# Lista de tareas
1. En el texto sobre soltar para renacer, ¿dónde se encontraba el local que hubo que dejar?
2. Reescriba el fragmento del texto sobre soltar para renacer que comienza en las palabras "Pero más allá" y concluye tras "para mis hijos.", sustituyendo "rabia" por "ira".

Soltar para renacer 🌊 – Día 7

Soltar para renacer 🌊 – Día 7
Perséfone saliendo del inframundo

Todos hemos escuchado el cliché: “hay que soltar para que lo nuevo llegue”. Suena bonito, incluso hasta lógico… pero nadie te dice lo que duele. Soltar no es una frase de autoayuda que se pega en un post-it. Soltar es arrancarte las raíces, es dejar atrás pedazos de ti que se sienten imposibles de reemplazar. Y, sin embargo, es la única manera de abrir los caminos que estaban bloqueados.

En mi caso, soltar significó despedirme de lo más tangible de mi vida con Rafa. El apartamento que habíamos convertido en hogar, que decoramos y construimos con nuestro esfuerzo conjunto, hasta con la ayuda del padre biológico de mis hijos. Ese espacio guardaba risas, peleas, sueños, y también silencios pesados después de la pérdida.

También significó dejar el local en el CCCT, un lugar que representaba mucho más que un negocio: era un símbolo de lo que habíamos logrado juntos, de lo que podíamos levantar con nuestras propias manos. Nuestros equipos eran viejos, sí, y quizás no valían mucho en dinero, pero para mí representaban todo lo que habíamos creado, horas infinitas de trabajo, sacrificio y orgullo compartido.

Pero más allá de los objetos, lo que tuve que soltar fue la necesidad de demostrar algo. Mi prioridad se volvió salir del radar de la hermana de Rafael, una mujer que transformó su odio en una misión contra mí. Al principio me dolía, me llenaba de rabia, quería responder. Hasta que entendí que seguir enganchada en ese ciclo me mantenía en su mismo nivel, en su misma frecuencia oscura. Y yo no quería eso para mi vida, ni para mis hijos.

# Datos proporcionados
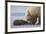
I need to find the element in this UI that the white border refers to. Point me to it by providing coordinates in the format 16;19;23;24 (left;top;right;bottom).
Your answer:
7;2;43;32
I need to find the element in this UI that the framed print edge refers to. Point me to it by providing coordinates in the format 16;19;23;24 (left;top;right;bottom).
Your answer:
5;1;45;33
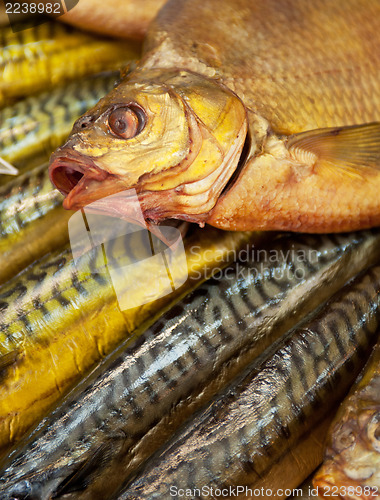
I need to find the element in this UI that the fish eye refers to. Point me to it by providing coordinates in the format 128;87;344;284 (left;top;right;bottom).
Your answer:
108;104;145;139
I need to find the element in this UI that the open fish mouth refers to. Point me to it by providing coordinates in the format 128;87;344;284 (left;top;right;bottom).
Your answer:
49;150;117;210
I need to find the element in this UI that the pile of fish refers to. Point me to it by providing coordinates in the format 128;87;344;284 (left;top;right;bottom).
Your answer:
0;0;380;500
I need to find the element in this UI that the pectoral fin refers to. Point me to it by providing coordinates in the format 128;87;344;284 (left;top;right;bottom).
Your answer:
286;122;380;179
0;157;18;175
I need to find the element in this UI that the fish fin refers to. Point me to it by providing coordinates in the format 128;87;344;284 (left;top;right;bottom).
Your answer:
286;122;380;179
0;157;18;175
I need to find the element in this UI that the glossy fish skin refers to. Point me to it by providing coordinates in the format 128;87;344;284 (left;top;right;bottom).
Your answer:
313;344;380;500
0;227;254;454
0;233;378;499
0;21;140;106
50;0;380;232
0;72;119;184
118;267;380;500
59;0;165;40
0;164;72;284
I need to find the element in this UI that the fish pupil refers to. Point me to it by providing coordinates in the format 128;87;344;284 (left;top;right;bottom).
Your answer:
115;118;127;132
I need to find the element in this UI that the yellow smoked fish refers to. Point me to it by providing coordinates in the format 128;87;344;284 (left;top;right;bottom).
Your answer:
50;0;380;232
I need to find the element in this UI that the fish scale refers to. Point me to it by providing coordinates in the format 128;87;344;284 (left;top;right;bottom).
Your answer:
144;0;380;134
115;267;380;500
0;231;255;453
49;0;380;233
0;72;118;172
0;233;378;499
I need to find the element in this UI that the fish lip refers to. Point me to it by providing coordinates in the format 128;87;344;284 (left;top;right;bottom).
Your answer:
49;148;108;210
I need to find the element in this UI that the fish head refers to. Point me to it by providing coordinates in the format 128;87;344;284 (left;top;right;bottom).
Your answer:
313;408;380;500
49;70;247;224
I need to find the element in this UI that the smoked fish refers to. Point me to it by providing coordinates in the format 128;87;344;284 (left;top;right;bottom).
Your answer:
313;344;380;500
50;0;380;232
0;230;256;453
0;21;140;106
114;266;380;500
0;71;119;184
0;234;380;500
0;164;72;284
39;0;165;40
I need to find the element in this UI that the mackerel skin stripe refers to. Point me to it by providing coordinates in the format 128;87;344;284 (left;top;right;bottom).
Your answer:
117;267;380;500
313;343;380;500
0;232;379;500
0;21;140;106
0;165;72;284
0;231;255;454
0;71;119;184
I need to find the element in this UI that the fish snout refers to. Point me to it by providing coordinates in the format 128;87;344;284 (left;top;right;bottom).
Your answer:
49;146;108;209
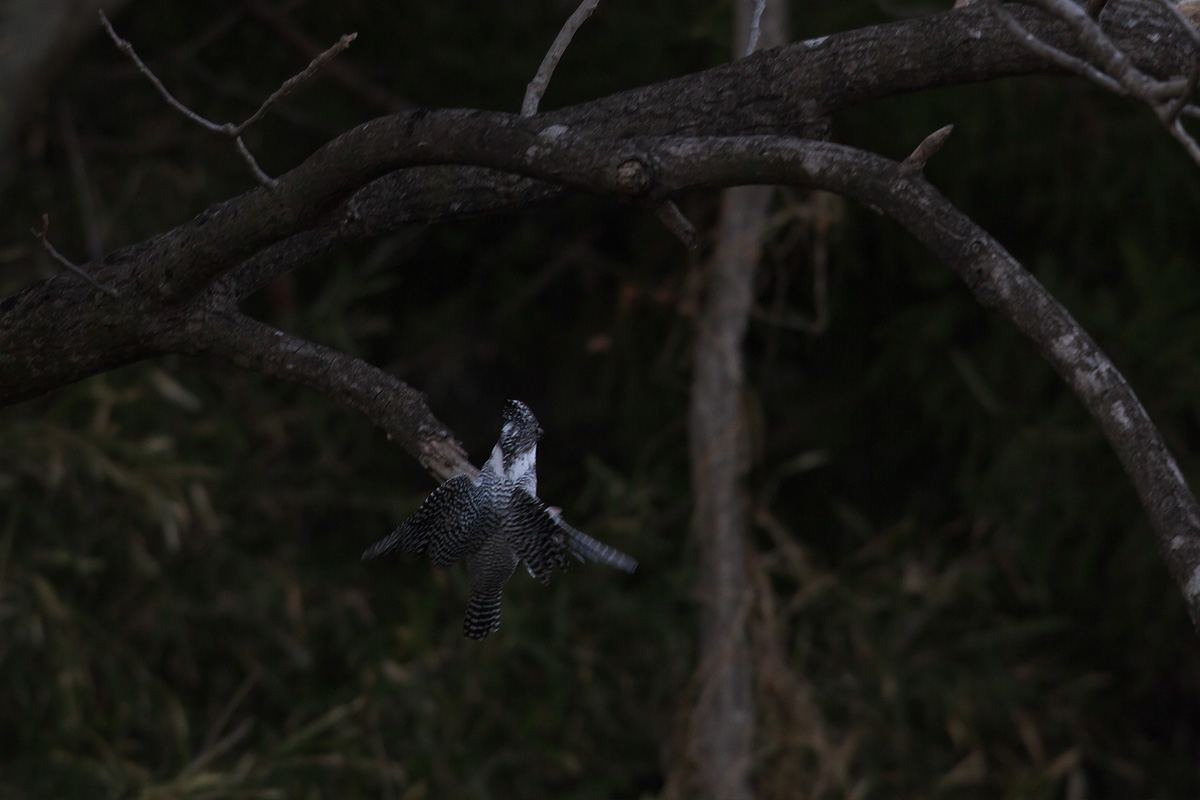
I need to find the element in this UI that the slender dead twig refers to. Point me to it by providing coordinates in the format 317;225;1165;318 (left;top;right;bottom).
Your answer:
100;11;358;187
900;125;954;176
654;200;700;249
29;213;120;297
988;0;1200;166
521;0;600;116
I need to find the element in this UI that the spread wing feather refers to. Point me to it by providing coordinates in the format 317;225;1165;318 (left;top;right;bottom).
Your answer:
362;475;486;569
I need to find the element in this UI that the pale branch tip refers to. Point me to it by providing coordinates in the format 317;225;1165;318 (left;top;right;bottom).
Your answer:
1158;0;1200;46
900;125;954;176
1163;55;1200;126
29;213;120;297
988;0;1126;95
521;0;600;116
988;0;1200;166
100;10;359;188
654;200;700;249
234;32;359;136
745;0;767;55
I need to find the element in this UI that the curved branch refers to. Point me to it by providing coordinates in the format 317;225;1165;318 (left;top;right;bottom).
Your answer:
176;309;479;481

...

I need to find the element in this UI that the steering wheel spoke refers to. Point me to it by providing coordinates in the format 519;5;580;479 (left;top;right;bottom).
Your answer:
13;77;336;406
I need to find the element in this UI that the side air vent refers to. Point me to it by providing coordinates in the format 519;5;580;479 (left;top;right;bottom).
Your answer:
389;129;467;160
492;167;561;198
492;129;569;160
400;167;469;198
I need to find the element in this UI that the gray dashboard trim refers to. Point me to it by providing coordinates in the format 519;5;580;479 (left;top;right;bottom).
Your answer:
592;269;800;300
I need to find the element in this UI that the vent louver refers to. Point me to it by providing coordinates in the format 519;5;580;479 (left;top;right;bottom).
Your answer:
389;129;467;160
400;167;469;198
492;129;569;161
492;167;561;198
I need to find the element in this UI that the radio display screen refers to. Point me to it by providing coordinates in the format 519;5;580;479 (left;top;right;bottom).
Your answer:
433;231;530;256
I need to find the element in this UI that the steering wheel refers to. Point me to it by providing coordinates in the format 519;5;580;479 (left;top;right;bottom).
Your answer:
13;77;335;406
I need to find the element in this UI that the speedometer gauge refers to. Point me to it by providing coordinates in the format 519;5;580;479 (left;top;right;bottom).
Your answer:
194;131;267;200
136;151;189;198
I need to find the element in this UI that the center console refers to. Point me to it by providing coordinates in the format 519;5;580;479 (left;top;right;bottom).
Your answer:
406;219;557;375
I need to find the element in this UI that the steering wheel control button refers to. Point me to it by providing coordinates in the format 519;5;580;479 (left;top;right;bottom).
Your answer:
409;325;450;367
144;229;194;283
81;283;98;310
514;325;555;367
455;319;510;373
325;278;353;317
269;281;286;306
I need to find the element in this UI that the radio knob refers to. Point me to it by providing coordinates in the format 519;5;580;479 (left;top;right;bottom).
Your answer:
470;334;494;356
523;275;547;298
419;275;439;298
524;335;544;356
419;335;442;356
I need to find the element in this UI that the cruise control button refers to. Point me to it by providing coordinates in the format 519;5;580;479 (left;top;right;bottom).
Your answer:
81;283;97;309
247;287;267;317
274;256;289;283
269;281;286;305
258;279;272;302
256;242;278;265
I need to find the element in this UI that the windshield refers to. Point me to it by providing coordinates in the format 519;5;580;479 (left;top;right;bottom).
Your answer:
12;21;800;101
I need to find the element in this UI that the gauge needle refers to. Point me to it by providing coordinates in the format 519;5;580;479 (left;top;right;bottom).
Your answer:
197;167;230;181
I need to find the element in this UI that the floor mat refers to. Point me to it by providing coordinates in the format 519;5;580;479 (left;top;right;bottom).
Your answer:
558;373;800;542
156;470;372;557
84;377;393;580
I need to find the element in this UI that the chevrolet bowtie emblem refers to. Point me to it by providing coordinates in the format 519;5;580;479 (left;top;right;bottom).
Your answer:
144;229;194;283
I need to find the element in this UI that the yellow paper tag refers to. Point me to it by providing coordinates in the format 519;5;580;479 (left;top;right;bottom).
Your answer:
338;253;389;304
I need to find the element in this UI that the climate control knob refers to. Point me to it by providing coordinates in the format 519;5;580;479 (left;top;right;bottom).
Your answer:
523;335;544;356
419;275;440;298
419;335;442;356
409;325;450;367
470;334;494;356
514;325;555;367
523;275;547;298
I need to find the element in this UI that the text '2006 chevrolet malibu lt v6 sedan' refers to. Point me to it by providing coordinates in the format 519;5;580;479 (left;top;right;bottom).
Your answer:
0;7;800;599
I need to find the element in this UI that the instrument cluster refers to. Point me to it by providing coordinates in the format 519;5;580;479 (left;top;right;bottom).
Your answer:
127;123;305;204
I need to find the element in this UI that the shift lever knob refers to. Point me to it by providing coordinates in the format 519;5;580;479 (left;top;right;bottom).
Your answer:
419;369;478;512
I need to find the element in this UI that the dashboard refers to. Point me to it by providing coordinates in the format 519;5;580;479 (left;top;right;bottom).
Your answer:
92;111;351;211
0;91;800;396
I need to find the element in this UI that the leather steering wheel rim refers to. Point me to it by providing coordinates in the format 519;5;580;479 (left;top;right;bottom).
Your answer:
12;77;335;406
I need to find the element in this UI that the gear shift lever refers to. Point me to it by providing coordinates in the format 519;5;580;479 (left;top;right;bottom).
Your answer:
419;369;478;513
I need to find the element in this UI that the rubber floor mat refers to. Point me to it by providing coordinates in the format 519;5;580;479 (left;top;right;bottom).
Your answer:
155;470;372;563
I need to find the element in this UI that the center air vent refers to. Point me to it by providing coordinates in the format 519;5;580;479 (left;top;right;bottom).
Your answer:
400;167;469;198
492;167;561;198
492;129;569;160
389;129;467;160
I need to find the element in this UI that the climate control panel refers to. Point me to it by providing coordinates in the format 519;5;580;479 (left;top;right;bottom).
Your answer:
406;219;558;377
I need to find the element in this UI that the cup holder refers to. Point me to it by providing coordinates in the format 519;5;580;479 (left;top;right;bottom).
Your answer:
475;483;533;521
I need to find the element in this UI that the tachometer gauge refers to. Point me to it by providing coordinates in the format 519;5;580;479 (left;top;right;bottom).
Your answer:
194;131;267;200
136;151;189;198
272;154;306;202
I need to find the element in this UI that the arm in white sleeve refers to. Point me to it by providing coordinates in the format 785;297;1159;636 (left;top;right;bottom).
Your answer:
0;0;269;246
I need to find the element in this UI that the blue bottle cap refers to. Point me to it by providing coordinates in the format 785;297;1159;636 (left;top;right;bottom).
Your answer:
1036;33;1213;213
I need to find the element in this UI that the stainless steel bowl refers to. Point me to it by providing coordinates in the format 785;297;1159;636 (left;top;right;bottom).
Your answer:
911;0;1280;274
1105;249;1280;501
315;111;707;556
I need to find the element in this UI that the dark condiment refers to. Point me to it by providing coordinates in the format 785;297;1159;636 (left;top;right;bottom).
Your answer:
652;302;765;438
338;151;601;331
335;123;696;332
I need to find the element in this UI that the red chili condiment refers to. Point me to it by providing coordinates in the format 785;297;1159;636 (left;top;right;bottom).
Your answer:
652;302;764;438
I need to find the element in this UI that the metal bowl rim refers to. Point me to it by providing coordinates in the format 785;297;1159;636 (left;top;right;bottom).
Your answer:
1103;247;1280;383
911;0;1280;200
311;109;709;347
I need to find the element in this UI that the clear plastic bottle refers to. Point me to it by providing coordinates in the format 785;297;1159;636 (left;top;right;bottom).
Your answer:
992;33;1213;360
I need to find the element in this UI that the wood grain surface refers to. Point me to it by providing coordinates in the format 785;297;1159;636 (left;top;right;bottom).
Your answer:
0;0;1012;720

# Respuestas por tarea
1. En el CCCT.

2.
Pero más allá de los objetos, lo que tuve que soltar fue la necesidad de demostrar algo. Mi prioridad se volvió salir del radar de la hermana de Rafael, una mujer que transformó su odio en una misión contra mí. Al principio me dolía, me llenaba de ira, quería responder. Hasta que entendí que seguir enganchada en ese ciclo me mantenía en su mismo nivel, en su misma frecuencia oscura. Y yo no quería eso para mi vida, ni para mis hijos.